== Images for object localization ==
*****

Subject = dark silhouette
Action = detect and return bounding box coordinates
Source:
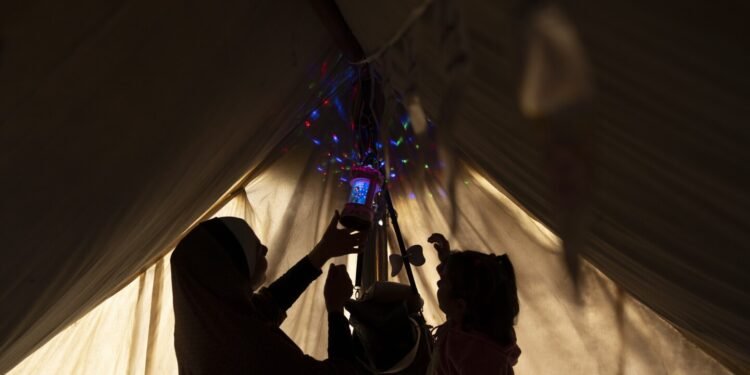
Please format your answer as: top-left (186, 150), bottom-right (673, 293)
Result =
top-left (170, 212), bottom-right (365, 374)
top-left (428, 233), bottom-right (522, 375)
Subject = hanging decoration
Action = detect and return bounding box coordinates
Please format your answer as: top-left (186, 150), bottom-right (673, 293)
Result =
top-left (298, 73), bottom-right (443, 194)
top-left (287, 49), bottom-right (483, 212)
top-left (340, 165), bottom-right (384, 230)
top-left (389, 245), bottom-right (426, 277)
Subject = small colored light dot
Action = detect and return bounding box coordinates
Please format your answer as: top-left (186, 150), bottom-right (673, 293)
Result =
top-left (304, 120), bottom-right (311, 128)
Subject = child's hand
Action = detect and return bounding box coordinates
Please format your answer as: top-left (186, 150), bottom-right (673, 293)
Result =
top-left (324, 264), bottom-right (353, 313)
top-left (428, 233), bottom-right (451, 262)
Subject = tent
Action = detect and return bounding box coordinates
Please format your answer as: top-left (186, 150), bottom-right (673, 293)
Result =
top-left (1, 0), bottom-right (747, 373)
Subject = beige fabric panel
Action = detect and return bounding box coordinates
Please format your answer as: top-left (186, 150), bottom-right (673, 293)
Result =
top-left (11, 147), bottom-right (729, 374)
top-left (8, 260), bottom-right (177, 375)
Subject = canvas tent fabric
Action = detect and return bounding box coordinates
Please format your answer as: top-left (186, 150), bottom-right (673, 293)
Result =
top-left (7, 147), bottom-right (733, 374)
top-left (0, 0), bottom-right (335, 372)
top-left (0, 0), bottom-right (748, 373)
top-left (333, 0), bottom-right (750, 371)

*****

== Task item ==
Show every line of the entries above where the word "fabric" occurs.

== Final answer ==
Subject = beige fabric panel
Subject = canvas tent fabric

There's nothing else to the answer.